#### Text segment
════════════════

To analyze the effect of expression of the isolated polynucleotides in plants, plants were grown in pots with an adequate amount of nutrients and water. The plants were analyzed for their overall size, growth rate, time to inflorescence emergence (bolting) and flowering, seed yield, weight of 1,000 seeds, dry matter and harvest index [(HI) seed yield/dry matter]. Transgenic plants performance was compared to control plants grown in parallel under the same conditions. Mock-transgenic plants with an empty vector or expressing the uidA reporter gene (GUS-Intron) under the same promoter were used as control.
Parameters were measured as described in Example 3 above.
Statistical analyses—Plant growth rate, plant area, time to bolt, time to flower, weight of 1,000 seeds, seed yield, oil yield, dry matter, and harvest index area data were analyzed using t-test. To identify outperforming genes and constructs, results from mix of transformation events or independent events were analyzed. For gene versus control analysis t-test was applied, using significance of p<0.1. The JMP statistics software package was used (Version 5.2.1, SAS Institute Inc., Cary, N.C., USA).
Experimental Results
Plants expressing the polynucleotides of the invention were assayed for a number of commercially desired traits. Table 22 provides the parameters measured in a tissue culture assay (results are presented in Table 23).

════════════════

Data for pointing at things people describe:
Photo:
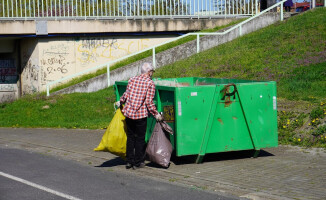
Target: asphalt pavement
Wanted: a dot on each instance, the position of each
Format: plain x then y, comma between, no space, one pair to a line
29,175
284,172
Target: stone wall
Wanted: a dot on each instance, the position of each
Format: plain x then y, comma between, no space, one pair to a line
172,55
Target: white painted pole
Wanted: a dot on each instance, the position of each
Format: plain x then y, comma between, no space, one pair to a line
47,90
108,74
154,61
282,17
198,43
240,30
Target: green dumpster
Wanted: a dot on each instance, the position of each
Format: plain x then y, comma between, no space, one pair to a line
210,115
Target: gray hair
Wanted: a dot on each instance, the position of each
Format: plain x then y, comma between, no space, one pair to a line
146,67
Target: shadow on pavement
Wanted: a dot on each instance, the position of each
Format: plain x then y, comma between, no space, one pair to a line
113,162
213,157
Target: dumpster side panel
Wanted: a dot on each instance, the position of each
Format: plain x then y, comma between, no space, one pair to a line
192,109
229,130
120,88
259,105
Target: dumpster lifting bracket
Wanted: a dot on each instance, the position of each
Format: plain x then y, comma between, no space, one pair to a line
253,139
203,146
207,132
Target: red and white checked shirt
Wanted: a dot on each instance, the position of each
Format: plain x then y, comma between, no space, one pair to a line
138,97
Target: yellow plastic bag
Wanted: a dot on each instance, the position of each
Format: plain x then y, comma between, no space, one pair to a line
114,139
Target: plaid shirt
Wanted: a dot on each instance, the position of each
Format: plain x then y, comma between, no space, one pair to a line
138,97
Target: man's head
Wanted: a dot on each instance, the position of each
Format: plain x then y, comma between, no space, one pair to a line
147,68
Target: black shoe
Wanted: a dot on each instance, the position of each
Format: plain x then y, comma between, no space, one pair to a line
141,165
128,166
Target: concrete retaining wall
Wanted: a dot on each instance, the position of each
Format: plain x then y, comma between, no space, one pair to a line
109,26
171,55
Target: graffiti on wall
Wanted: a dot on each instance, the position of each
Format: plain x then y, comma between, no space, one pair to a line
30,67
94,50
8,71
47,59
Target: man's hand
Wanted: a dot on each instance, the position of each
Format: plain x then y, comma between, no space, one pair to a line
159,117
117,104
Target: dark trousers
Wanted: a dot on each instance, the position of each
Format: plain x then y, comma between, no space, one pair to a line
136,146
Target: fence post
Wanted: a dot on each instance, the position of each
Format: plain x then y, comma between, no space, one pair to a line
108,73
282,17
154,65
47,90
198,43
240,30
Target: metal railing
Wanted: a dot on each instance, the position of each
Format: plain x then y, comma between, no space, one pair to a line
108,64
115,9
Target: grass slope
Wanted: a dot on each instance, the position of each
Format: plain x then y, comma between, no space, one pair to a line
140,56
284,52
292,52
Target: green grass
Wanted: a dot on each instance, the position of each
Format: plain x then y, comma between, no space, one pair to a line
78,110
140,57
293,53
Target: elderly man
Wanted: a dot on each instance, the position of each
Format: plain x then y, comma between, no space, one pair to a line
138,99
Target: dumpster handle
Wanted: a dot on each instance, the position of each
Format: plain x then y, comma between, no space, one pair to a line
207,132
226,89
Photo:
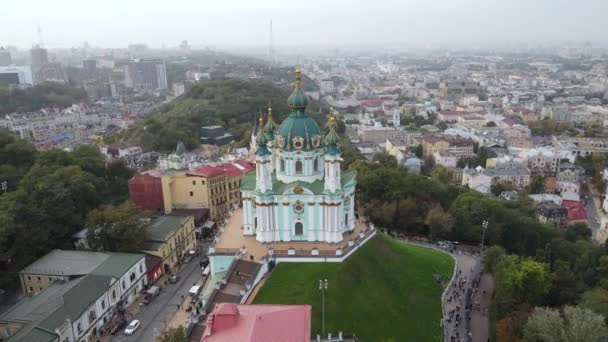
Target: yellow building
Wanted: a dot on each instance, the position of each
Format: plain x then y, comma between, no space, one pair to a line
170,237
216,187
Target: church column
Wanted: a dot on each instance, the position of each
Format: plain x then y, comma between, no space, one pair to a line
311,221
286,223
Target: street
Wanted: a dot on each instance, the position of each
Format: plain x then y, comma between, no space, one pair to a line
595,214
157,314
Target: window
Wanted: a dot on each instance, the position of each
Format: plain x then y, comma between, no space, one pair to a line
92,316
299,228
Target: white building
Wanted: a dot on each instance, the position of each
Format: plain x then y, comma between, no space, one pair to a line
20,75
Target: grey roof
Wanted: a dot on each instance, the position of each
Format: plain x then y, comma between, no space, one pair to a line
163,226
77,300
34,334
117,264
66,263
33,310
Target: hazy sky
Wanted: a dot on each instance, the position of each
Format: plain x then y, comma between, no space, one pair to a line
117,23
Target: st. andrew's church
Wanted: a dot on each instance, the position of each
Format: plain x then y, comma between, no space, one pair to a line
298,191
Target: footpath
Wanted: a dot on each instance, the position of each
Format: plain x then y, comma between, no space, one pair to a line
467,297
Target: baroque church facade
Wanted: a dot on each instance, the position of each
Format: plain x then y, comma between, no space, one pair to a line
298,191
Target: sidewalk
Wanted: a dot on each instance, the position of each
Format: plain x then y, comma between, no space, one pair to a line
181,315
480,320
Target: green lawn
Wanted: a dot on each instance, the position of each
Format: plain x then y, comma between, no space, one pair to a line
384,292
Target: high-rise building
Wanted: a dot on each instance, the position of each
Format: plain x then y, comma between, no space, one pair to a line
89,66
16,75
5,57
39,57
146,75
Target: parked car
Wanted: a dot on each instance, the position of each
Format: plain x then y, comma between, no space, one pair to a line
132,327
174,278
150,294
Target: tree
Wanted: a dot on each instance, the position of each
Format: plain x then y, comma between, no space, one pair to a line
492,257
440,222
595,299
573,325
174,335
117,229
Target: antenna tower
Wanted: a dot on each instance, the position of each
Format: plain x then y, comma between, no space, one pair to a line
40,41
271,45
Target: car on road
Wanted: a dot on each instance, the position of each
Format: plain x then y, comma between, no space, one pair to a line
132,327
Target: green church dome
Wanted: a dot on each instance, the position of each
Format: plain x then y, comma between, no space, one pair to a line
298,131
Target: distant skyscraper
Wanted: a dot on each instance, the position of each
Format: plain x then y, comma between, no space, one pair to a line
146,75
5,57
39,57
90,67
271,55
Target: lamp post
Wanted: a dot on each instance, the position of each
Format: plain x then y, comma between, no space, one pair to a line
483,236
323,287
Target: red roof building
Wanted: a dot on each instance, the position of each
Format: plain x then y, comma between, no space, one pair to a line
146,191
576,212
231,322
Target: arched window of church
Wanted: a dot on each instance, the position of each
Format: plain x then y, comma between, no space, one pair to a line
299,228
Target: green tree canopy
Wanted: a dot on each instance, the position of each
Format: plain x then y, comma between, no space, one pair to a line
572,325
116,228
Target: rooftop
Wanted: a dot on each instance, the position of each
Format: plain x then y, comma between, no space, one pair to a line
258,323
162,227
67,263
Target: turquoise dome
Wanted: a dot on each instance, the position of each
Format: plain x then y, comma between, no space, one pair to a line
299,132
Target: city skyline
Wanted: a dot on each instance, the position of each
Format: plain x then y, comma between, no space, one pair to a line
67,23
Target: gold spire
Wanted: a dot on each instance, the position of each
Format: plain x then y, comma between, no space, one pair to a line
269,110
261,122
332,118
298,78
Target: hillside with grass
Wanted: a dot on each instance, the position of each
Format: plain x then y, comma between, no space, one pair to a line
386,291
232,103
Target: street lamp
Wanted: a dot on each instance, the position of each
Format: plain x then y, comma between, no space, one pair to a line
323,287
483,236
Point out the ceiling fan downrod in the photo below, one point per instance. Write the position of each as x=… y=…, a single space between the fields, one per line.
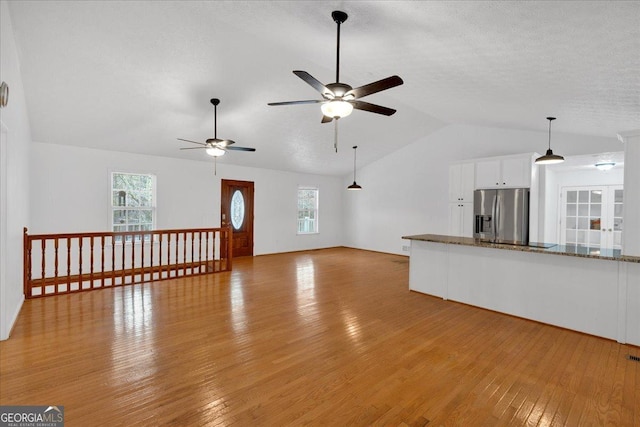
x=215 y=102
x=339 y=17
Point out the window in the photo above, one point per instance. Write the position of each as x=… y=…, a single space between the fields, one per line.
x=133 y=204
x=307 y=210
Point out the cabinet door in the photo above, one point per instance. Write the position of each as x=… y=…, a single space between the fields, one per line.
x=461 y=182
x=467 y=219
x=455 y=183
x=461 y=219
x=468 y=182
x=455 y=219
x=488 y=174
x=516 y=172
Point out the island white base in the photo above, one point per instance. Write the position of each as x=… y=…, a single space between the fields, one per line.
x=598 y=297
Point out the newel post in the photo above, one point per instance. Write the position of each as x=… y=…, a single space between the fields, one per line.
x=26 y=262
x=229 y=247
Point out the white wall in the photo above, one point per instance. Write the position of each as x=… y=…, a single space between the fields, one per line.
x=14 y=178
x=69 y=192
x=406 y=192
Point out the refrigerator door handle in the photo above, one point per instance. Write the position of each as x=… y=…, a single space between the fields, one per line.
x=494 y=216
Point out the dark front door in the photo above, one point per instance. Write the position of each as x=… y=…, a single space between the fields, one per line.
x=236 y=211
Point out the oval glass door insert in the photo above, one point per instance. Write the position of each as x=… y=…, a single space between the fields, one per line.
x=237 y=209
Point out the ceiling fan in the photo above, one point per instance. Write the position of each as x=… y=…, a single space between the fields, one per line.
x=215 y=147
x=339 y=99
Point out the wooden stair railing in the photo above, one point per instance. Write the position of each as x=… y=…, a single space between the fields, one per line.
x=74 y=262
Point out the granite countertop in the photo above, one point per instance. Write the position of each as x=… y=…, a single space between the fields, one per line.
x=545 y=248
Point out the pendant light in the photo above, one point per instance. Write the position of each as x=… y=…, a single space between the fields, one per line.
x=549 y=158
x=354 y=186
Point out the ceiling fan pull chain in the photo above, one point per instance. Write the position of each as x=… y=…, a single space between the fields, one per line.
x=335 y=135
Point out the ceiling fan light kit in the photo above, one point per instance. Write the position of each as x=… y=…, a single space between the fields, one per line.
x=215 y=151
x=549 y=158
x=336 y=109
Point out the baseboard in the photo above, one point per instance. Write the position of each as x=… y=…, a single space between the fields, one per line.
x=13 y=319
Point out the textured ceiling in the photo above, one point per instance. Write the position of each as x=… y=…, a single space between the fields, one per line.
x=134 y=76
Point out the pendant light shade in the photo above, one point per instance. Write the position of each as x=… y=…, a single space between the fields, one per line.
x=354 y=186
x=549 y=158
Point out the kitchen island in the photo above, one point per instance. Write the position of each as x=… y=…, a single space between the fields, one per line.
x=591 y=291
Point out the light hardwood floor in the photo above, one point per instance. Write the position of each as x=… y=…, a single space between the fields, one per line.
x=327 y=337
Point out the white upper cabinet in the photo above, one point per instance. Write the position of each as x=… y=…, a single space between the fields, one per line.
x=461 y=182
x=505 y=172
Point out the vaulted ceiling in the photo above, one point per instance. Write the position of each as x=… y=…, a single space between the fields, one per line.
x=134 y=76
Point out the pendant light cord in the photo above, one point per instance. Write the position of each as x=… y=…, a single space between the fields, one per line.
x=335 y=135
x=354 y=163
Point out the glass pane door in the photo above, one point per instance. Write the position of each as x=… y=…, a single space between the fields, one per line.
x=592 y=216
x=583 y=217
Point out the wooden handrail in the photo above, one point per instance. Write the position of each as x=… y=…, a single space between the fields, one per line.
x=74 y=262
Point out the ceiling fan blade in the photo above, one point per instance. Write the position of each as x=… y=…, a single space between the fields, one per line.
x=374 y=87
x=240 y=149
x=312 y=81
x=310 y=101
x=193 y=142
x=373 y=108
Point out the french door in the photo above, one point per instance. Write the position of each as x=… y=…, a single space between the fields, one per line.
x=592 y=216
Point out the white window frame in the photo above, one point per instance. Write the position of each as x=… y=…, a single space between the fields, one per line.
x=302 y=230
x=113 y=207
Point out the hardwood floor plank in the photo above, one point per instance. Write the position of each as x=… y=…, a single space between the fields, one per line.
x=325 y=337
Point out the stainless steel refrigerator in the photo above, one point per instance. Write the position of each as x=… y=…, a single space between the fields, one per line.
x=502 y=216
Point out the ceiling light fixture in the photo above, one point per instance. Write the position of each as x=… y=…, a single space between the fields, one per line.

════════════════

Rewrite the passage on testing transgenic plants between "To analyze the" and "used as control.", inclusive, changing "pots" to "trays".

#### Output
To analyze the effect of expression of the isolated polynucleotides in plants, plants were grown in trays with an adequate amount of nutrients and water. The plants were analyzed for their overall size, growth rate, time to inflorescence emergence (bolting) and flowering, seed yield, weight of 1,000 seeds, dry matter and harvest index [(HI) seed yield/dry matter]. Transgenic plants performance was compared to control plants grown in parallel under the same conditions. Mock-transgenic plants with an empty vector or expressing the uidA reporter gene (GUS-Intron) under the same promoter were used as control.